*REQUIREMENT*.
Write the whole listing out again, word for word.

*RAW DATA*.
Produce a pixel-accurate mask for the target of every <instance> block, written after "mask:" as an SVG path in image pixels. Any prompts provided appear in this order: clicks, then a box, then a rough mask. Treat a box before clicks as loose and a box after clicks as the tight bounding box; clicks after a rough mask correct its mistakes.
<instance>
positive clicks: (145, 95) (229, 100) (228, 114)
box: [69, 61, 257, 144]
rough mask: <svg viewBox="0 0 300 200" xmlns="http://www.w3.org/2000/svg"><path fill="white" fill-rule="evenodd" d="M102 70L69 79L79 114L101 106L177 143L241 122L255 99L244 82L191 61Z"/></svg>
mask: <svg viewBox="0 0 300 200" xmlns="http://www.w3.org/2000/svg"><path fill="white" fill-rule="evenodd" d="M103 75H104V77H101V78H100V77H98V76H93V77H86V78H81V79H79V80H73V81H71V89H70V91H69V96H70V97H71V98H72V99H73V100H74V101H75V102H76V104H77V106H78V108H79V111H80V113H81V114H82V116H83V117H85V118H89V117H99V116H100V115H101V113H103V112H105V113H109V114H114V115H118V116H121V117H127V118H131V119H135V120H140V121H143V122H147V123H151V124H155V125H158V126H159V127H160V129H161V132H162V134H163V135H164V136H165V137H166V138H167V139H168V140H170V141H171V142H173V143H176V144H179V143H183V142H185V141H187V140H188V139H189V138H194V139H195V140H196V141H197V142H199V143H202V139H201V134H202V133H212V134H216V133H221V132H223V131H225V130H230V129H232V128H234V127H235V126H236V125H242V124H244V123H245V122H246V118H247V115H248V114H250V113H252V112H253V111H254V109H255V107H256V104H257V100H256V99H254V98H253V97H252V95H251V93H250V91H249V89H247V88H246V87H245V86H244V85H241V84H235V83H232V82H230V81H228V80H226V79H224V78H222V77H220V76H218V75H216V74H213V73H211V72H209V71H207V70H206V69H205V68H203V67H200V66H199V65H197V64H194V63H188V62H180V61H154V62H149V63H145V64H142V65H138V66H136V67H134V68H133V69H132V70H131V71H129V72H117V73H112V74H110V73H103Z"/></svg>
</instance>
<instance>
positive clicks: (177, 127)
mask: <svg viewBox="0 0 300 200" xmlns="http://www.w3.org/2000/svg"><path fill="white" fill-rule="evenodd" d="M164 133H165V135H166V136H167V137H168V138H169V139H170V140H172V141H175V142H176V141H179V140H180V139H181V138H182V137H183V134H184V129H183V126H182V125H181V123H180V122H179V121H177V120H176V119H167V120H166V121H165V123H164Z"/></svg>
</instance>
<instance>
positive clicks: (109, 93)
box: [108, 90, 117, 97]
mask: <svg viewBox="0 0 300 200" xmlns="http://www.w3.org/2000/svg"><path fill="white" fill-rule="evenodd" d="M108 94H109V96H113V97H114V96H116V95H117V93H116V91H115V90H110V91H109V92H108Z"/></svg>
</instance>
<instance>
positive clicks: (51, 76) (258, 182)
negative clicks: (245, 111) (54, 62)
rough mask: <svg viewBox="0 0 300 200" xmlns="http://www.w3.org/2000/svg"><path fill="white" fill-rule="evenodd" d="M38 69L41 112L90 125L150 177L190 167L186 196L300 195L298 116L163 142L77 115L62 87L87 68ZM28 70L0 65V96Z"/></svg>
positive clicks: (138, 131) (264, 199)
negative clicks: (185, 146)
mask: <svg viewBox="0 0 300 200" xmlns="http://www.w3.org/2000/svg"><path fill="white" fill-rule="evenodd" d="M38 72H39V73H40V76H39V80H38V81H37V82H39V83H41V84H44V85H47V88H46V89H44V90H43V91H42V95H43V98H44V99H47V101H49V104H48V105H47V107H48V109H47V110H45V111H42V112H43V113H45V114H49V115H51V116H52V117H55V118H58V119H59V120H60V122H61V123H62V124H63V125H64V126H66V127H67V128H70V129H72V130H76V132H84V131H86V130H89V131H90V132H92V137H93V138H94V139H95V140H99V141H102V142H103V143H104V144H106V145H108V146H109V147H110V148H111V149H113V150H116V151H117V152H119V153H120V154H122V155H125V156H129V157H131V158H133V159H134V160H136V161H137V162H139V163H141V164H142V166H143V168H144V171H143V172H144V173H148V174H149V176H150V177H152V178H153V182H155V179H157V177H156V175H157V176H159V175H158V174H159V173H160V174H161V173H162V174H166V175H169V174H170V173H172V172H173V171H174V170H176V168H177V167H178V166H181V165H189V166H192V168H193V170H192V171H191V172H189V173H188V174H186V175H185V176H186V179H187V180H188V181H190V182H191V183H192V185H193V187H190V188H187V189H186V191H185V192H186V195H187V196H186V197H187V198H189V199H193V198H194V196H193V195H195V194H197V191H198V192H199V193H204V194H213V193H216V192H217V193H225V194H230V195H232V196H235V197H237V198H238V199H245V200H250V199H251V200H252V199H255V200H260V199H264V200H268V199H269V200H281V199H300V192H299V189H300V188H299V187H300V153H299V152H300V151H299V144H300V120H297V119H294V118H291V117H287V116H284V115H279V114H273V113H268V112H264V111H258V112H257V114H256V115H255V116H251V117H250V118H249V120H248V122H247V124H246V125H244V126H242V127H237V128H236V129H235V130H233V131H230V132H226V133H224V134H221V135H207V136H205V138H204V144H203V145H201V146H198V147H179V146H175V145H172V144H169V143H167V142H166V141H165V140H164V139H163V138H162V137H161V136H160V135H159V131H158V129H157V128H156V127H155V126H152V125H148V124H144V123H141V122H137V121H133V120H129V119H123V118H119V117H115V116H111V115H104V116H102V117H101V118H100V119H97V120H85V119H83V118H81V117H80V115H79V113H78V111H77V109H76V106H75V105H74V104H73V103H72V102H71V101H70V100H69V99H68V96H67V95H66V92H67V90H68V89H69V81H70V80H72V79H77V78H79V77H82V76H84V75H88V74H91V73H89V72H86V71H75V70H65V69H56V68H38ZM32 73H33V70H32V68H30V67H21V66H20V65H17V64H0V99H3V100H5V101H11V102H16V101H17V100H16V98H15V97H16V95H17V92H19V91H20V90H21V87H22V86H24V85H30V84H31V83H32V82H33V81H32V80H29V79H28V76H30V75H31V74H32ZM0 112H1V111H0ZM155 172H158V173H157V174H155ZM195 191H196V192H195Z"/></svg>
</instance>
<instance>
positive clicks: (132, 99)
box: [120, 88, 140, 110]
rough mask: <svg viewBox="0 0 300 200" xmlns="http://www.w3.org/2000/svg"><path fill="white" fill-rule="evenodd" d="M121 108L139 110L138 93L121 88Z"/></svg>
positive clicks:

*YOUR RESPONSE*.
Produce a pixel-accurate mask for the target of every <instance> block, written after "mask:" as an SVG path in image pixels. Any prompts provided appear in this order: clicks, then a box, then a rough mask. Treat a box before clicks as loose and a box after clicks as the tight bounding box; clicks after a rough mask correct its mistakes.
<instance>
positive clicks: (145, 95) (229, 100) (228, 114)
box: [69, 61, 257, 144]
rough mask: <svg viewBox="0 0 300 200" xmlns="http://www.w3.org/2000/svg"><path fill="white" fill-rule="evenodd" d="M102 70L69 79L79 114L101 106L177 143L241 122L255 99L244 82L191 61Z"/></svg>
mask: <svg viewBox="0 0 300 200" xmlns="http://www.w3.org/2000/svg"><path fill="white" fill-rule="evenodd" d="M103 75H104V77H101V78H100V77H98V76H93V77H86V78H81V79H79V80H73V81H71V89H70V91H69V96H70V97H71V98H72V99H73V100H74V101H75V102H76V104H77V106H78V108H79V111H80V113H81V114H82V116H83V117H85V118H89V117H99V116H100V115H101V113H103V112H105V113H109V114H114V115H118V116H121V117H127V118H131V119H135V120H140V121H143V122H147V123H151V124H155V125H158V126H159V127H160V129H161V132H162V134H163V135H164V136H165V137H166V138H167V139H168V140H170V141H171V142H173V143H176V144H179V143H183V142H185V141H187V140H188V139H189V138H194V139H195V140H196V141H197V142H199V143H202V139H201V134H202V133H212V134H216V133H221V132H223V131H225V130H230V129H232V128H234V127H235V126H236V125H242V124H244V123H245V122H246V118H247V115H248V114H250V113H252V112H253V111H254V109H255V107H256V104H257V100H256V99H254V98H253V97H252V95H251V93H250V91H249V89H247V88H246V87H245V86H244V85H241V84H235V83H232V82H230V81H228V80H226V79H224V78H222V77H220V76H218V75H216V74H213V73H211V72H209V71H207V70H206V69H205V68H203V67H200V66H199V65H197V64H194V63H188V62H180V61H154V62H149V63H145V64H142V65H138V66H136V67H134V68H133V69H132V70H131V71H129V72H117V73H112V74H110V73H103Z"/></svg>
</instance>
<instance>
positive clicks: (177, 127)
mask: <svg viewBox="0 0 300 200" xmlns="http://www.w3.org/2000/svg"><path fill="white" fill-rule="evenodd" d="M164 133H165V135H166V136H167V137H168V138H169V139H170V140H172V141H175V142H176V141H179V140H180V139H181V138H182V137H183V134H184V129H183V126H182V125H181V123H180V122H179V121H177V120H176V119H167V120H166V121H165V123H164Z"/></svg>
</instance>
<instance>
positive clicks: (109, 93)
box: [108, 90, 117, 97]
mask: <svg viewBox="0 0 300 200" xmlns="http://www.w3.org/2000/svg"><path fill="white" fill-rule="evenodd" d="M108 94H109V96H113V97H114V96H116V95H117V93H116V91H115V90H110V91H109V92H108Z"/></svg>
</instance>
<instance>
positive clicks: (51, 76) (258, 182)
negative clicks: (245, 111) (54, 62)
rough mask: <svg viewBox="0 0 300 200" xmlns="http://www.w3.org/2000/svg"><path fill="white" fill-rule="evenodd" d="M38 69L41 112L90 125L150 177L190 167L186 196L300 195L298 116L163 142L77 115L62 87L87 68ZM28 70L0 65V96Z"/></svg>
positive clicks: (138, 131) (264, 199)
negative clicks: (185, 146)
mask: <svg viewBox="0 0 300 200" xmlns="http://www.w3.org/2000/svg"><path fill="white" fill-rule="evenodd" d="M38 72H39V73H40V76H39V80H38V81H37V82H39V83H41V84H44V85H47V88H46V89H44V90H43V91H42V95H43V98H44V99H47V101H49V104H48V105H47V107H48V109H47V110H45V111H42V112H43V113H45V114H49V115H51V116H52V117H55V118H58V119H59V120H60V122H61V123H62V124H63V125H64V126H66V127H67V128H70V129H72V130H76V132H84V131H86V130H89V131H90V132H92V137H93V138H94V139H95V140H99V141H102V142H103V143H104V144H106V145H108V146H109V147H110V148H111V149H113V150H116V151H117V152H119V153H120V154H122V155H125V156H129V157H131V158H133V159H134V160H136V161H137V162H139V163H141V164H142V166H143V168H144V171H143V172H144V173H148V174H149V176H150V177H152V178H153V182H155V179H157V177H156V175H157V176H159V175H158V174H159V173H160V174H161V173H162V174H166V175H169V174H170V173H172V172H173V171H174V170H176V168H177V167H178V166H181V165H189V166H192V168H193V170H192V171H191V172H189V173H188V174H186V175H185V176H186V179H187V180H188V181H190V182H191V183H192V185H193V187H190V188H187V189H186V191H185V192H186V195H187V196H186V197H187V198H189V199H193V198H194V196H193V195H195V194H197V191H198V192H199V193H204V194H213V193H216V192H217V193H225V194H230V195H232V196H235V197H237V198H238V199H245V200H250V199H251V200H252V199H255V200H260V199H264V200H268V199H269V200H281V199H300V192H299V189H300V188H299V187H300V153H299V152H300V151H299V144H300V120H297V119H294V118H291V117H287V116H284V115H279V114H273V113H268V112H264V111H258V112H257V114H256V115H255V116H251V117H250V118H249V120H248V122H247V124H246V125H244V126H242V127H237V128H236V129H235V130H233V131H230V132H226V133H224V134H221V135H207V136H205V138H204V144H203V145H201V146H198V147H179V146H175V145H172V144H169V143H167V142H166V141H165V140H164V139H163V138H162V137H161V136H160V135H159V131H158V129H157V128H156V127H155V126H152V125H148V124H144V123H141V122H137V121H133V120H129V119H123V118H119V117H115V116H111V115H104V116H102V117H101V118H100V119H97V120H85V119H83V118H81V117H80V115H79V113H78V111H77V109H76V106H75V105H74V104H73V103H72V102H71V101H70V100H69V99H68V96H67V95H66V92H67V90H68V89H69V81H70V80H72V79H77V78H79V77H82V76H84V75H88V74H91V73H89V72H86V71H75V70H65V69H56V68H38ZM32 73H33V70H32V68H30V67H21V66H20V65H17V64H0V99H3V100H5V101H11V102H16V101H17V100H16V98H15V97H16V95H17V92H19V91H20V90H21V87H22V86H24V85H30V84H31V83H32V82H33V81H32V80H29V79H28V76H30V75H31V74H32ZM0 112H1V111H0ZM155 172H158V173H157V174H155ZM195 191H196V192H195Z"/></svg>
</instance>
<instance>
positive clicks: (132, 99)
box: [120, 88, 140, 110]
rough mask: <svg viewBox="0 0 300 200" xmlns="http://www.w3.org/2000/svg"><path fill="white" fill-rule="evenodd" d="M121 108L139 110L138 93L121 88Z"/></svg>
positive clicks:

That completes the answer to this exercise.